December 2, 2002 (USA TODAY) -- More U.S. women are breast-feeding their babies, the highest level in nearly 50 years, according to a survey of about 400,000 mothers released today.
Seven out of 10 women nurse in the hospital and a third are still doing it six months later, according to the 2001 poll by Ross Products Division of Abbott Laboratories, makers of formula and pediatric nutrition products. The Ross questionnaires, started in 1954, have never found such high rates of breast-feeding, study leader Alan Ryan says.
"It's the best news I've heard for children in a long time," says Ruth Lawrence, a neonatologist and nutrition expert at University of Rochester (N.Y.) Medical School. The report is in Pediatrics.
Breast-fed babies are less likely than bottle-fed babies to get ear, gastrointestinal and urinary tract infections, evidence shows. Kids who are nursed for a few months also are less prone to childhood cancers, particularly leukemia, Lawrence says. Breast milk strengthens the immune system.
It greatly reduces a child's risk for diabetes, too. Childhood diabetes rates are skyrocketing in the USA, so the increase in breast-fed babies could help curb the problem, Lawrence says.
Breast-feeding is rising the most among mothers who have been least likely to do it: blacks, employed women, teenagers and first-time moms. For example, 53% of black mothers nurse in the hospital, compared with 37% in 1996. Although employment tends to usher in the bottles, 25% of full-time employed mothers still breast-feed their 6-month-olds at least some of the time, up from 15% in 1996.

Problem statement -
In the breast-feeding article, which groups of mothers are seeing the largest rise in breast-feeding? List every one.

Input data -
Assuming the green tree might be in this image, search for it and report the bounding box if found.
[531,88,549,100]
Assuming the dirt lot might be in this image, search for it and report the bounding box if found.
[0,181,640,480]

Output for this exercise -
Blacks, employed women, teenagers, first-time moms